- **WHAT THE TASK ASKS**: Restate the records from the line containing "sunglasses. Write your answer below." up to and including the line containing "[24,195,504,663]", changing every "concrete" to "stone" and leaving all else as it stands. Return only that stretch.

- **DATA LINES**:
-------------------------
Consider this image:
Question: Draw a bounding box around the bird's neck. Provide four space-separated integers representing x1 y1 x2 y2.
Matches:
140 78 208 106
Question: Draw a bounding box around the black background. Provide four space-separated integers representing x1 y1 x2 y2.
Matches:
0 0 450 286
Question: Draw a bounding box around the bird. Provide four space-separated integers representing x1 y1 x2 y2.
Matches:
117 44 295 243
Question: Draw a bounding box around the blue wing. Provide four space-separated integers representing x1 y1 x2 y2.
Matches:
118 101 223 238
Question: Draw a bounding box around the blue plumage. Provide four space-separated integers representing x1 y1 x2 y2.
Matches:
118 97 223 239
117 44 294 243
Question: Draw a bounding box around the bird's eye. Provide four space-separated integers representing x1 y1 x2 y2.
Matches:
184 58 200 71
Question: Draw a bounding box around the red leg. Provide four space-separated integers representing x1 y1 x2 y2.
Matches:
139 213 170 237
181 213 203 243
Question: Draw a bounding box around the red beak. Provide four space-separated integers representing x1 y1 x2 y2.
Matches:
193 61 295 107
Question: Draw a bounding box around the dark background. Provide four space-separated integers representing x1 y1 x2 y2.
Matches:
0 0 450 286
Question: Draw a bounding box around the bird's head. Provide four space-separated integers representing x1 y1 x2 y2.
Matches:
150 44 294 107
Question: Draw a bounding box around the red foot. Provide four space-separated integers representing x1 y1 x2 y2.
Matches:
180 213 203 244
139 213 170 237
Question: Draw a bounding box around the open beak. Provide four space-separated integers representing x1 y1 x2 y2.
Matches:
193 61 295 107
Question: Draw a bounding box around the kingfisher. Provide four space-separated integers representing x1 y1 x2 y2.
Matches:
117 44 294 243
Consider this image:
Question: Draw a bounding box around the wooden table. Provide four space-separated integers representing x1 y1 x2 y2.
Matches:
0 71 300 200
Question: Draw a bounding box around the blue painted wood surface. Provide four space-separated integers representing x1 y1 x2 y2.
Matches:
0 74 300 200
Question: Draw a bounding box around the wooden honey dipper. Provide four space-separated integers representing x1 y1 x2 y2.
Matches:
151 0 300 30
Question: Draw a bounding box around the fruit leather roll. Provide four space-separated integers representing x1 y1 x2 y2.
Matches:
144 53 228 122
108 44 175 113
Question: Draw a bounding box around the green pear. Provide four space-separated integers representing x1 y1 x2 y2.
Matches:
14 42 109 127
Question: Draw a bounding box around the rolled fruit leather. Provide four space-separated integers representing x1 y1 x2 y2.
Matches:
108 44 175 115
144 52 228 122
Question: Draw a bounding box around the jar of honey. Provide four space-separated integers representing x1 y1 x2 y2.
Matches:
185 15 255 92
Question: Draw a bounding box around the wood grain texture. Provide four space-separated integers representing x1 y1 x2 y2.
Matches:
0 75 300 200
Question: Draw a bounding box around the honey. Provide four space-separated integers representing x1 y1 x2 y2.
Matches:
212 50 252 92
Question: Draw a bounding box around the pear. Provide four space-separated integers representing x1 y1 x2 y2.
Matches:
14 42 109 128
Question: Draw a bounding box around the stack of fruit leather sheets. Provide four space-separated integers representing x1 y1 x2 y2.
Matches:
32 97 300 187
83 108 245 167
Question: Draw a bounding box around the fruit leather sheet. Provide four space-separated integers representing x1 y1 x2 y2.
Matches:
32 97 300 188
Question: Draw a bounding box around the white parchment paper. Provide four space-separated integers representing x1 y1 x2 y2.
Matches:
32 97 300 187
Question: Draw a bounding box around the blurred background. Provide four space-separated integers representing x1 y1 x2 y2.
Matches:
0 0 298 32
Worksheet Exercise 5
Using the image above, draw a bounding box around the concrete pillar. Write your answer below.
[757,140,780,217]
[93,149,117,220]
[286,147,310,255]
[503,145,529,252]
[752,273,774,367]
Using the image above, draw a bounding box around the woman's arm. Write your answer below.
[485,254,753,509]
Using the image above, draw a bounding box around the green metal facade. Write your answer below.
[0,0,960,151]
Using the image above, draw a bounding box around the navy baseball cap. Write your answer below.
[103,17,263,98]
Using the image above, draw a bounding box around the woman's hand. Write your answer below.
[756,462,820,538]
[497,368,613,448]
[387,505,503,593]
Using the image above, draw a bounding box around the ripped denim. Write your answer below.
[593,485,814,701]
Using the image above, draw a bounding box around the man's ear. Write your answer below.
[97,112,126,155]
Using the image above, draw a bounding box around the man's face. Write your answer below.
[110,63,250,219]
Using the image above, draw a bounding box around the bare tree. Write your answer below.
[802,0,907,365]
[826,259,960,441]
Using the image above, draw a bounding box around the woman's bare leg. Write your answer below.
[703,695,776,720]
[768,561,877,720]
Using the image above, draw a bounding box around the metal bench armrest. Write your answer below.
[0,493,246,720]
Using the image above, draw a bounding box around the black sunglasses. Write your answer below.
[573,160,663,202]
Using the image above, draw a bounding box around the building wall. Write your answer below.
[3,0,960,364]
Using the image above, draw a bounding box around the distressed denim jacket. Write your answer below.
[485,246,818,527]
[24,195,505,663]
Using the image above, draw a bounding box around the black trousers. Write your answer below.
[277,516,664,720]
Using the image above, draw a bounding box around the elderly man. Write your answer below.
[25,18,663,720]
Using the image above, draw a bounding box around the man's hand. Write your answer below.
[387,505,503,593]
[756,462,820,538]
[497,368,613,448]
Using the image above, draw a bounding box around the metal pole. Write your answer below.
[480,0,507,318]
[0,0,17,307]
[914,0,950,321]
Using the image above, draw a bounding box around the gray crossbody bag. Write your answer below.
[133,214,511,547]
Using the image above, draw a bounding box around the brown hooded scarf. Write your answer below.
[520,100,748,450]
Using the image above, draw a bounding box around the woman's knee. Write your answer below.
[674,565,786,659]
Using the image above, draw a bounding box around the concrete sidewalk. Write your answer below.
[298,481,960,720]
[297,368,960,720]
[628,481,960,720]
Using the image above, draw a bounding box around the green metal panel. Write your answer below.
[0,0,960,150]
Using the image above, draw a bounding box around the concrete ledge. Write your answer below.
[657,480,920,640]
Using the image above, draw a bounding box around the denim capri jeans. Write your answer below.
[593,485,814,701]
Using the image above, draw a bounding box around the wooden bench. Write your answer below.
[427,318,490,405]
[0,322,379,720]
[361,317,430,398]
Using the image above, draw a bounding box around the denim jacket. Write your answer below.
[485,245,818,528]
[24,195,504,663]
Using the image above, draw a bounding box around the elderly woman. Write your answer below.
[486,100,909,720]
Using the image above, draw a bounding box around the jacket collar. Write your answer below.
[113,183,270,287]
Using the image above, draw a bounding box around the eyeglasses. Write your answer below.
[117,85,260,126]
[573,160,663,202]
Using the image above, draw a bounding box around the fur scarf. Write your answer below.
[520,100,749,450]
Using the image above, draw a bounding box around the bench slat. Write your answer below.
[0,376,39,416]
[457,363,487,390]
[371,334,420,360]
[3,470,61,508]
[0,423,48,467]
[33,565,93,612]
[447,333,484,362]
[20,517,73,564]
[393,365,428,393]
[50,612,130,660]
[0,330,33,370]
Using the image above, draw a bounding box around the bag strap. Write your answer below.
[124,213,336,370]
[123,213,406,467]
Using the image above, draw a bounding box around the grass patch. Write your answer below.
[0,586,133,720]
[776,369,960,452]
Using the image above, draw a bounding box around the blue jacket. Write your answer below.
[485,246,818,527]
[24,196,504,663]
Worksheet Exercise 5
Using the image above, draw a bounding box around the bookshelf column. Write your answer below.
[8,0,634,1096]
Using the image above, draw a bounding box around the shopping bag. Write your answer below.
-------------------------
- **EXERCISE RESPONSE**:
Using the image above, draw a bounding box around the black sunglasses. Write your answer below.
[573,160,663,202]
Using the image above, draw a bounding box around the building wall. Write your answer below.
[3,0,960,364]
Using the image above, draw a bounding box around the distressed denim jacket. Write your answer below.
[485,246,818,527]
[24,195,505,663]
Using the image above, draw a bounding box around the black trousers. Write your answer below.
[277,516,664,720]
Using the image above, draw a bounding box around the elderly man. Write your answer below.
[25,18,663,720]
Using the image above, draw a bounding box around the man's hand. Write your answer below.
[387,505,503,593]
[756,462,820,538]
[497,368,613,448]
Using the image above, draw a bounding box around the metal pole. Write your answer below.
[480,0,507,318]
[0,0,17,307]
[914,0,950,321]
Using the image above, draw a bounding box around the gray crossbody bag. Write your answer below.
[133,214,511,547]
Using the image above, draw a bounding box around the brown hooded scarf. Write your answer below.
[520,100,748,450]
Using the image above, draw a bounding box around the woman's knee. Write your answer below.
[674,565,786,659]
Using the image above, draw a bounding box around the stone sidewalk. Write your answer below.
[298,481,960,720]
[297,368,960,720]
[628,481,960,720]
Using the image above, draw a bounding box around the green metal panel. Write your answer below.
[0,0,960,150]
Using the image above, draw a bounding box around the stone ledge. Write your answer below.
[657,480,920,640]
Using the image above, draw a bounding box around the denim capri jeans. Write your answer below.
[593,485,814,701]
Using the image above, draw a bounding box around the wooden bench. Write your answer below.
[427,318,490,405]
[0,322,379,720]
[361,317,430,398]
Using the image above, draw a bounding box around the denim jacket. Write your answer below.
[485,245,818,528]
[24,195,504,663]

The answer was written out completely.